**GIVEN TASK 1**
Answer these questions from the club history below, one answer per line, marked the same way:
(a) On what date was ASV-DWV founded?
(b) What destroyed the club's entire accommodation in 1916?
(c) Which cup did the club win in the 1959–60 season?
**GIVEN TASK 2**
For each statement, say yes or no according to the club history below, and quote the words that decide it:
(a) ASC De Volewijckers plays in the Vierde Klasse.
(b) ASV-DWV beat F.C. Wageningen in the 1947–48 KNVB cup final.
(c) When the club started again in 1921, it played in the first class.

**TEXT EXTRACT**
══════════════════════════════

ASC De Volewijckers is a Dutch football club that plays in the Vierde Klasse. It is a continuation of ASV–DWV and AVV De Volewijckers.

History

ASV–DWV 

ASV-DWV or Door Wilskracht Verkregen was founded on 12 May 1912 in present-day Amsterdam-Noord. Its home ground was Sportpark Elzenhagen.

ASV-DWV was promoted to first class, the highest amateur football level in the 1913–14 season. As a result of a flood disaster in 1916, the entire accommodation was destroyed.  In 1921 the club started again but now in the third class of the Dutch soccer association (KNVB). In the years 1935, '36 and '37 the club promoted from the third class and second class to the first class again. In the season 1947–48 the club made it to the finals of the 'KNVB' cup, but lost after penalties to F.C. Wageningen

It won the Arol Cup in the season 1959–60.

In the 1954 season 1954 the club chose to remain as an amateur team. It also decided to expand to include additional sports including basketball and volleyball. It decided not to merge with De Volewijckers.

══════════════════════════════

(Pointing records)
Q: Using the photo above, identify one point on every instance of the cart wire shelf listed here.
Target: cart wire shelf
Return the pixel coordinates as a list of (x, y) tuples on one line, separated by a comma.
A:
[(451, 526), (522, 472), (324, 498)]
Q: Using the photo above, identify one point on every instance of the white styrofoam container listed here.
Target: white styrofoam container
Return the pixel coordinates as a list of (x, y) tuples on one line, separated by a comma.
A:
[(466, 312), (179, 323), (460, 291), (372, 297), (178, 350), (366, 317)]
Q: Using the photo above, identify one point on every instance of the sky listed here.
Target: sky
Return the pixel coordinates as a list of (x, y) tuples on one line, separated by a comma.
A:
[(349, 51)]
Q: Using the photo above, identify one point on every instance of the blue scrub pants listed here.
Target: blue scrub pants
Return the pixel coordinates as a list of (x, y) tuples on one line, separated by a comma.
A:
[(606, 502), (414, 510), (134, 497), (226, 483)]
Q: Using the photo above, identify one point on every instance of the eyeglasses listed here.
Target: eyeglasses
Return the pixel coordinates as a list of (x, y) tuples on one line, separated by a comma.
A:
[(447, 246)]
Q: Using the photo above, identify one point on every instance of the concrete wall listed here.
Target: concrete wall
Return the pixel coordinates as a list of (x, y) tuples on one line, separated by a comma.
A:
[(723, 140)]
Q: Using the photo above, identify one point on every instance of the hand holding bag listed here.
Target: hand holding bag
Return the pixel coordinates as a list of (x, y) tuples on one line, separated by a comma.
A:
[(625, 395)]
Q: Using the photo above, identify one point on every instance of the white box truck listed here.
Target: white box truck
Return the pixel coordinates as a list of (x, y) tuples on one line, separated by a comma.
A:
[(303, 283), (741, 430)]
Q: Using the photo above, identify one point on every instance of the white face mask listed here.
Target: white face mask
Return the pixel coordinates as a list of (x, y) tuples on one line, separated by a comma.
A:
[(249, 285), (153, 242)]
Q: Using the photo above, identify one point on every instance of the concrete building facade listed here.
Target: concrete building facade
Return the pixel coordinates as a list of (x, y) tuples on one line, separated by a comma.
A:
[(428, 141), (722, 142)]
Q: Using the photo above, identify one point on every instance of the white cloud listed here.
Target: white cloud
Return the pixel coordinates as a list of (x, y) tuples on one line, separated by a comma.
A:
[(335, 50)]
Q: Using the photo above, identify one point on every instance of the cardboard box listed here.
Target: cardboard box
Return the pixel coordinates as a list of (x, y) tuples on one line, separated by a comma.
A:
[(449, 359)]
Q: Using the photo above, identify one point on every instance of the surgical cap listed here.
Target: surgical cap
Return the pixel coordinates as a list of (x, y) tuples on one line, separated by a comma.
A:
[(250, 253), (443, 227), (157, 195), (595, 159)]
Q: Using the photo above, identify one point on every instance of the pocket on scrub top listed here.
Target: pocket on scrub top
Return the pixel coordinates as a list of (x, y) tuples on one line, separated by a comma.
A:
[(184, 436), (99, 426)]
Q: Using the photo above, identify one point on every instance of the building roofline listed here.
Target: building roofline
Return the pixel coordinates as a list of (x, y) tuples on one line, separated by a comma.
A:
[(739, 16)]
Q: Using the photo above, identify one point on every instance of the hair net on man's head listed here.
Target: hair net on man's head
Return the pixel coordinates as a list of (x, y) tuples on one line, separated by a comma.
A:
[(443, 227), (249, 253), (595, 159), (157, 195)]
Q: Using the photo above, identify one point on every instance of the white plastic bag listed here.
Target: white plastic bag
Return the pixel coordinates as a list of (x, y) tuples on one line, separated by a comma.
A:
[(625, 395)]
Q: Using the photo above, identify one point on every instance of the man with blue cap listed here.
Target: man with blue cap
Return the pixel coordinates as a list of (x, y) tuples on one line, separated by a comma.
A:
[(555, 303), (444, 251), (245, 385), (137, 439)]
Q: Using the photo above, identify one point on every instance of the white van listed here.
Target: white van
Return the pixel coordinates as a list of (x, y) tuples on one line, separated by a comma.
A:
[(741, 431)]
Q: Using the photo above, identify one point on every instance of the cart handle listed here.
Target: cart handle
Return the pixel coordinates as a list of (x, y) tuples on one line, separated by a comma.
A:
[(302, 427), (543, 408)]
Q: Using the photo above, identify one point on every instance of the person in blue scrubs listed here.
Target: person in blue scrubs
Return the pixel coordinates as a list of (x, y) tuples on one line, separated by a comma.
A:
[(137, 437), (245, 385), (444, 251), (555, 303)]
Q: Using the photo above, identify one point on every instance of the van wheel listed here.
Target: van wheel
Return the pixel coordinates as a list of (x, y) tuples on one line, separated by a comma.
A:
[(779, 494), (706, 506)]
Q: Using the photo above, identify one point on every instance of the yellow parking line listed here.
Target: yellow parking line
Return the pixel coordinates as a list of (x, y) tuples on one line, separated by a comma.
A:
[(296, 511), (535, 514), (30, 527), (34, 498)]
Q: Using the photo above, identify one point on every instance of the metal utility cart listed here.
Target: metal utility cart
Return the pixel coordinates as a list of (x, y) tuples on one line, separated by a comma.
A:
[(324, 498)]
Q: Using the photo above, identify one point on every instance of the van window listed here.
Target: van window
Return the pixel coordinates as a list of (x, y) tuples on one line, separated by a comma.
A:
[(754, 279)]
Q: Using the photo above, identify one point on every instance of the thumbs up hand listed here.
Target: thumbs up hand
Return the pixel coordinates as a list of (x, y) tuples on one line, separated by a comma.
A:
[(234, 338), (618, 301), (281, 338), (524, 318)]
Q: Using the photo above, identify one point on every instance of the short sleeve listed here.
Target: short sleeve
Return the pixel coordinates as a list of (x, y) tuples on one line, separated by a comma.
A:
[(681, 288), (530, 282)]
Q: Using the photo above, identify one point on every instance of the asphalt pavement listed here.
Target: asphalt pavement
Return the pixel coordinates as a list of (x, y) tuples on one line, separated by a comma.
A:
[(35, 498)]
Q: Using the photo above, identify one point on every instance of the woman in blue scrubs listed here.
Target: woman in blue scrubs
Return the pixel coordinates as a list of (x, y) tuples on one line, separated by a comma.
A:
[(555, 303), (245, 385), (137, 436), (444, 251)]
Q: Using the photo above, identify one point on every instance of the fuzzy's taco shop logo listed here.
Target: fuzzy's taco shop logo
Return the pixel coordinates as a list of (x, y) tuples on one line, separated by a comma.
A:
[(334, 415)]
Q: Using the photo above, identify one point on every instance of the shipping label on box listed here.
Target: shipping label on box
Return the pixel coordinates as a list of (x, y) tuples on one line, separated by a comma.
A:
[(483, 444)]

══════════════════════════════

**RESPONSE 1**
(a) 12 May 1912
(b) A flood disaster
(c) The Arol Cup

**RESPONSE 2**
(a) Yes: "ASC De Volewijckers is a Dutch football club that plays in the Vierde Klasse."
(b) No: "lost after penalties to F.C. Wageningen"
(c) No: "In 1921 the club started again but now in the third class of the Dutch soccer association (KNVB)."